Work instruction:
Would you write out the data below exactly, with every line intact?

[Dataset items]
■ ■ ■ ■ ■

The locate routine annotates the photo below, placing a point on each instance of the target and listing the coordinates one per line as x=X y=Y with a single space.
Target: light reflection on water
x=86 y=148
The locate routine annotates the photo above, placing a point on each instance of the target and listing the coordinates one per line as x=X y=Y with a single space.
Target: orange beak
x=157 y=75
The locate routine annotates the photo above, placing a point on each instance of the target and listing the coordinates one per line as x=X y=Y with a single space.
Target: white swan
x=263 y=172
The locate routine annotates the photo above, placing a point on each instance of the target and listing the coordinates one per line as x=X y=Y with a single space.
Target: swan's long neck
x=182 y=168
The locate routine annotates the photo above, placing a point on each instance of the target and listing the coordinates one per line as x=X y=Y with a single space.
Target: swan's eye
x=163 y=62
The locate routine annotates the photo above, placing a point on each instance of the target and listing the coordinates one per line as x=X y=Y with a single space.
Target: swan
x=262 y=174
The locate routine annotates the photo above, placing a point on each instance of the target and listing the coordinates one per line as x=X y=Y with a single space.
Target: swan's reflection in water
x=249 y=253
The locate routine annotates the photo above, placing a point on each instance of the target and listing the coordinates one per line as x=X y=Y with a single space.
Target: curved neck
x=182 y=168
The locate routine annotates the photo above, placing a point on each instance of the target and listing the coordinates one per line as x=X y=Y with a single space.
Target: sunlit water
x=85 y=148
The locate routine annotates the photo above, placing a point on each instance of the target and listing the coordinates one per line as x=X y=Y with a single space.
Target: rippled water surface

■ ■ ■ ■ ■

Result of this exercise:
The locate routine annotates the photo below, placing a point on each instance of the target and listing the coordinates one per line as x=X y=Y with a single space.
Target: light reflection on water
x=86 y=148
The locate routine annotates the photo above, placing a point on each instance of the target and listing the coordinates one per line as x=X y=Y with a single space.
Target: orange beak
x=157 y=75
The locate routine annotates the photo above, placing a point on each instance of the target and listing the coordinates one per line as x=X y=Y with a single space.
Target: white swan
x=263 y=172
The locate routine annotates the photo above, placing a point on each instance of the target and listing the coordinates one per line as x=X y=Y with a single space.
Target: swan's long neck
x=182 y=168
The locate routine annotates the photo above, placing a point on each instance of the target and listing the coordinates one per line as x=X y=Y with a single space.
Target: swan's eye
x=163 y=62
The locate routine annotates the photo above, placing a point on each instance of the target and listing the coordinates one per line as x=X y=Y with a single space.
Target: swan
x=262 y=174
The locate routine annotates the photo above, placing a point on each instance of the target and listing the coordinates one per line as x=X y=Y with a single space.
Target: swan's reflection in water
x=249 y=253
The locate routine annotates the photo above, placing a point on each instance of the target and listing the coordinates one per line as x=X y=Y with a single space.
Target: curved neck
x=182 y=168
The locate routine annotates the photo above, placing a point on each instance of the target and listing the coordinates one per line as x=X y=Y with a single space.
Target: sunlit water
x=85 y=148
The locate routine annotates the photo above, placing a point on each instance of the target and listing the coordinates one per line as x=X y=Y with a single space.
Target: rippled water surface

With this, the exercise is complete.